## [Problem to work on]
Condense the paragraph of the youth violence article below that begins "Noting that 44 percent" into a bulleted list that keeps its main facts.

Pediatric resident Tamar Rubinstein recalls being frustrated by not being able to get a young patient with a serious condition into the Harriet Lane Clinic at Johns Hopkins for treatment. The reason, she learned, was that both the girl and her family found themselves living in the middle of gang violence. 

“We worry about diet and exercise and patients getting all the meds they need, but they go home and their biggest fear is getting shot,” Rubinstein said. “The parents aren’t as concerned about the things we’re so concerned about.” 

The experience spurred Rubinstein to look into the epidemiology of youth violence in urban environments like East Baltimore and to explore ways in which pediatricians can help. Among her findings culled from the Centers for Disease Control and Prevention (CDC) and other sources, which she recently shared at Children’s Center Grand Rounds – 

  • In this country, 60 percent of children are either victims of violence or have witnessed a violent event. 
  • The majority of victims of gang violence are African American and Hispanic males 12 to 19 years of age.  
  • Homicide is the 2nd leading cause of death in Americans 13 to 21 year of age, and the leading cause of death in African American males ages 13 to 21. 
  • In 2008, 23 percent of homicide victims were younger than 20 years old.  
  • Homicides in Baltimore declined from 353 in 1993 to 223 in 2010, but East Baltimore saw an increase in homicides over the past two years.    

What are the effects on children and adolescents? Rubinstein noted an increased risk of – 

  • Psychological distress, including anxiety and depression 
  • Substance use and abuse 
  • Intent to use violence, and 
  • Participation in gang activity. 

In a survey of 700 adolescents exposed to community violence, Rubinstein said, 22 percent either belonged to or expressed interest in joining a gang. The strongest associations with the frequency that these youth used violence or carried weapons were multiple substance use and lifetime exposure to violence and victimization (Journal of Pediatrics 2000:137;707-713). 

Noting that 44 percent of trauma incidents seen in urban emergency departments are repeat episodes (Journal of Surgical Research 2011:165;25-29), Rubinstein reported that in-hospital violence prevention initiatives like the University of Maryland Medical Center’s VIP, or Violence Intervention Program, have had an impact. Through a team of parole/probation officers, psychiatrists, social workers, trauma surgeons and tutors, VIP resulted in an 83 percent decrease among participants in repeat hospitalizations for violent injuries, a 75 percent reduction in criminal activity, and an 82 percent increase in employment (Journal of Trauma 2006:61(3);534-537).

## [Phrase grounding data]
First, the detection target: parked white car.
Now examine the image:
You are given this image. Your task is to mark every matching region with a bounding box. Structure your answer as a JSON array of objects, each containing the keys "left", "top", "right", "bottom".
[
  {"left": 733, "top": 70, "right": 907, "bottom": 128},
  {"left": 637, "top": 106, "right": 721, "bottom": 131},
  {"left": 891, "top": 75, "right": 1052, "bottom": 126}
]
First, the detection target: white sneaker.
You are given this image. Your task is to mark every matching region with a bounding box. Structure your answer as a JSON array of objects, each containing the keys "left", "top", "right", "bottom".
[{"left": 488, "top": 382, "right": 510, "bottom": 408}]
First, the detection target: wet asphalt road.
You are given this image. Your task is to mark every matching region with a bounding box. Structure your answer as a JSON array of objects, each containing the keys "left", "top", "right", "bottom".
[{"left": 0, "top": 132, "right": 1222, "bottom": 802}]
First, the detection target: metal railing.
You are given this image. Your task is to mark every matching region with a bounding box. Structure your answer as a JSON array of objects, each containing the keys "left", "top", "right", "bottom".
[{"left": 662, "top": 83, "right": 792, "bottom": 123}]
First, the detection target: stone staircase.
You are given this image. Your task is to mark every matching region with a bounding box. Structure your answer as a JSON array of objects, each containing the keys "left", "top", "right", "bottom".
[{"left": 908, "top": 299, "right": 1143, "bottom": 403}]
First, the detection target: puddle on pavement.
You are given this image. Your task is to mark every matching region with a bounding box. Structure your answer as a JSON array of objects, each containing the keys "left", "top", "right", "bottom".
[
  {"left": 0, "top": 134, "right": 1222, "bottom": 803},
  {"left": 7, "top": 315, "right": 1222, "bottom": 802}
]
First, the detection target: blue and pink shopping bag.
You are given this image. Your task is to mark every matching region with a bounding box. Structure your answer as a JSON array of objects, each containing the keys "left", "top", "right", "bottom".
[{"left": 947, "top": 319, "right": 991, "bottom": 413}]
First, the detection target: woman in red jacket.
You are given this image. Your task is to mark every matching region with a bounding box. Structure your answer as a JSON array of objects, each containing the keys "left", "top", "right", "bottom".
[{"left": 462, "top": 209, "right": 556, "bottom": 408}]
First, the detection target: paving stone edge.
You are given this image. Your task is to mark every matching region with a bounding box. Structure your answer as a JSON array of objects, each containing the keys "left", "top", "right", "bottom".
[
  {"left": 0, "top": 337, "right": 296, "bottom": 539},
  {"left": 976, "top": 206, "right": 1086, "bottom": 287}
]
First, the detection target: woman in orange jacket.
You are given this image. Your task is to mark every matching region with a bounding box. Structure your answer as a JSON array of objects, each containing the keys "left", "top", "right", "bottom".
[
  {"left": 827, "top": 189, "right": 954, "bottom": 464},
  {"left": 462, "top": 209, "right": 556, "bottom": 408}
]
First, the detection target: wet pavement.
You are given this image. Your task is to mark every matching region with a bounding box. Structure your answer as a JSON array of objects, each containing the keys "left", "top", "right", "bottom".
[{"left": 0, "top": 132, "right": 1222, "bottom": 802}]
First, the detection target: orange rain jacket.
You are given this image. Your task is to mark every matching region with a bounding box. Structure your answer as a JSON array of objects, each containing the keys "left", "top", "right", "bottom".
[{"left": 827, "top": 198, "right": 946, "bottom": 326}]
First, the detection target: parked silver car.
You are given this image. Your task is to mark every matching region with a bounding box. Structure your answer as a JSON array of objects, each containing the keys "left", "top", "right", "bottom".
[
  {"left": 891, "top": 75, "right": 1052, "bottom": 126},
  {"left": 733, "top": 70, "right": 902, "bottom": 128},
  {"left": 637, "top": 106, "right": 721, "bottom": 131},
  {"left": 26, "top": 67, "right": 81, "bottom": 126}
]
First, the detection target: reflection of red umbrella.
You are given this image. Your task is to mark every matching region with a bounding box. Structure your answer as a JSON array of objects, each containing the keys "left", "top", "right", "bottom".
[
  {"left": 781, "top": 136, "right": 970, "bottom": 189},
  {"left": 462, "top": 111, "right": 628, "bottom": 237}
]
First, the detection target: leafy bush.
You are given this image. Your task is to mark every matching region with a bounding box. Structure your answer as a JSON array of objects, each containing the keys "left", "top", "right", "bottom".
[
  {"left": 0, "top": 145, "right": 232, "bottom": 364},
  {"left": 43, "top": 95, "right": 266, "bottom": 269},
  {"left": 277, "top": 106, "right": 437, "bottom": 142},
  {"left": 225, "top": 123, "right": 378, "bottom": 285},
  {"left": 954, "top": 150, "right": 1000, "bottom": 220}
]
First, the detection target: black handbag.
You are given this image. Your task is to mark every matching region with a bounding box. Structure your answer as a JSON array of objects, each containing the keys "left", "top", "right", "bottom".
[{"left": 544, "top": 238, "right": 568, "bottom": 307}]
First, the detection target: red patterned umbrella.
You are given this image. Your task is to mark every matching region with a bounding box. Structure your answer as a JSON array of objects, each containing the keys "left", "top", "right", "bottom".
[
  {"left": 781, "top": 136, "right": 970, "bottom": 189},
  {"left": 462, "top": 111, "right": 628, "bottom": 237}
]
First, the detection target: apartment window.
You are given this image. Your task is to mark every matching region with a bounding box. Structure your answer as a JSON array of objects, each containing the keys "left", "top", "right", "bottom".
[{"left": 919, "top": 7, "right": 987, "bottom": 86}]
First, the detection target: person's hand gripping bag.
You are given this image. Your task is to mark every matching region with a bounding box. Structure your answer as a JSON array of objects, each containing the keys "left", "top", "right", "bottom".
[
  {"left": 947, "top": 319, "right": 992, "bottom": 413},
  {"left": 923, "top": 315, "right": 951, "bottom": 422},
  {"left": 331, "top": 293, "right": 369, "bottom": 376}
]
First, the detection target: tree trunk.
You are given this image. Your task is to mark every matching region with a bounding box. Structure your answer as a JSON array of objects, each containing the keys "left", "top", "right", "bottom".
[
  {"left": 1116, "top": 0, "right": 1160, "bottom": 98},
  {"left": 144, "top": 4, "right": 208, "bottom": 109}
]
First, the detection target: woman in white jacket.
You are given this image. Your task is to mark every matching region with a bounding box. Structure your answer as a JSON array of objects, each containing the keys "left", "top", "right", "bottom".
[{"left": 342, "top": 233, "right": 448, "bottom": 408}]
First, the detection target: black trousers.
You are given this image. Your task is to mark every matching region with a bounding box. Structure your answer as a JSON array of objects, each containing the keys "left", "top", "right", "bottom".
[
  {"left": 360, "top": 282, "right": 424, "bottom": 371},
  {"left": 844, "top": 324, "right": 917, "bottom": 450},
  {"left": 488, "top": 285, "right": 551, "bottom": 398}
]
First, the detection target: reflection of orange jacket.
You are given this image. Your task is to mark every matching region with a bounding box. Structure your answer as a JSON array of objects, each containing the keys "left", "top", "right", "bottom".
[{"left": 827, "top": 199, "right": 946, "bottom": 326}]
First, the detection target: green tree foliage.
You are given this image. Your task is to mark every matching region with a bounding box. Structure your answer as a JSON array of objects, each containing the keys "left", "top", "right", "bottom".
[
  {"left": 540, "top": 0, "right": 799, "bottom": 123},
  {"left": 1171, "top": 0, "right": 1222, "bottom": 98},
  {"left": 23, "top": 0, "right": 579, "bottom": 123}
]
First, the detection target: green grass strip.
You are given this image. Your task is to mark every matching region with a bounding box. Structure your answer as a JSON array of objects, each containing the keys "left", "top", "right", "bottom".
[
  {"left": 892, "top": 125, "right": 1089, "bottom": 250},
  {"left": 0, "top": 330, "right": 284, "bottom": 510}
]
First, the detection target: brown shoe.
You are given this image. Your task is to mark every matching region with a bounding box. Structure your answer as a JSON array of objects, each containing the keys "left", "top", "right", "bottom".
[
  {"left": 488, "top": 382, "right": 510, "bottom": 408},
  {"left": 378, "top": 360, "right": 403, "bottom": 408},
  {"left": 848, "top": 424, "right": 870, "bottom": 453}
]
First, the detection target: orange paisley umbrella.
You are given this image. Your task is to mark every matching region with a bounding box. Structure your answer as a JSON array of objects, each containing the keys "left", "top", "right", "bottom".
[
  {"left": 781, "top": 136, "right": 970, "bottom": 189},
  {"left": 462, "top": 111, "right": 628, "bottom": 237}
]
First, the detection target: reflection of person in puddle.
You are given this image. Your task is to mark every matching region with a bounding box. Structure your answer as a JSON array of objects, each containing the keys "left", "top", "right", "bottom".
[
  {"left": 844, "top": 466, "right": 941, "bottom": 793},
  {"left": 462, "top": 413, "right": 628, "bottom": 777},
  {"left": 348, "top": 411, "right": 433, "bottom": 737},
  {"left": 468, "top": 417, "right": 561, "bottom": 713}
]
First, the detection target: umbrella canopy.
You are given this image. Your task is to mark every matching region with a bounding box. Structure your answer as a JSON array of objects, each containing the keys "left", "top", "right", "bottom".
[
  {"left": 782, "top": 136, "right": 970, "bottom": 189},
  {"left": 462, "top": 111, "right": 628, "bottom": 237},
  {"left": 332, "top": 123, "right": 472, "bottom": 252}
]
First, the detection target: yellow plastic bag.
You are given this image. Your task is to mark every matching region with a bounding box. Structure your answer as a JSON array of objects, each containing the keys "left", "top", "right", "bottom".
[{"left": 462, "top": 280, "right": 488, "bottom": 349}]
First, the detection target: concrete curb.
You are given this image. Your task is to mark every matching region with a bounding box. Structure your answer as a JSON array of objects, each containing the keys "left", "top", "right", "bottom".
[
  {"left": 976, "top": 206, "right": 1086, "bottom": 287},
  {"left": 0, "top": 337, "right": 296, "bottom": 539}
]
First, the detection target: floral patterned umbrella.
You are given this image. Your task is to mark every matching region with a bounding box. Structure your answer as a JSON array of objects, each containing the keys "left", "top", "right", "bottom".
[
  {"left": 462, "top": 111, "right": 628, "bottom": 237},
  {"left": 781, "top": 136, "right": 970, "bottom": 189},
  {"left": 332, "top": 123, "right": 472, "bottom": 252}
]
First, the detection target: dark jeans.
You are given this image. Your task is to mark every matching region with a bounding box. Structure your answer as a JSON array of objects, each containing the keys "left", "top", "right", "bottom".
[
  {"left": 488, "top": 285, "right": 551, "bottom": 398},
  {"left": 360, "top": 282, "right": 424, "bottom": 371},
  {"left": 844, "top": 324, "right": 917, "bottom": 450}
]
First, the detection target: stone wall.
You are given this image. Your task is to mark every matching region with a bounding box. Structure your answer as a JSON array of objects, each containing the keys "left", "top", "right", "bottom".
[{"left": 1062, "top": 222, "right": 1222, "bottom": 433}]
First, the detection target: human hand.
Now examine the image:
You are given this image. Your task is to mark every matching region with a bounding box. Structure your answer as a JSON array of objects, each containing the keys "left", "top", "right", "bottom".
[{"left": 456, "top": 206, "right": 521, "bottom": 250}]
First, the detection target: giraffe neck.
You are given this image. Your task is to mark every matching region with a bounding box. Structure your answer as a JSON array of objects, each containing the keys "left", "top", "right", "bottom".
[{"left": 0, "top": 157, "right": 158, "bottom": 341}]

## [Exercise response]
- Of trauma incidents seen in urban emergency departments, 44 percent are repeat episodes.
- Rubinstein reported that in-hospital violence prevention initiatives have had an impact. One example is the University of Maryland Medical Center's Violence Intervention Program (VIP).
- VIP works through a team of parole/probation officers, psychiatrists, social workers, trauma surgeons and tutors.
- Among participants, VIP led to an 83 percent decrease in repeat hospitalizations for violent injuries.
- Participants also saw a 75 percent reduction in criminal activity and an 82 percent increase in employment.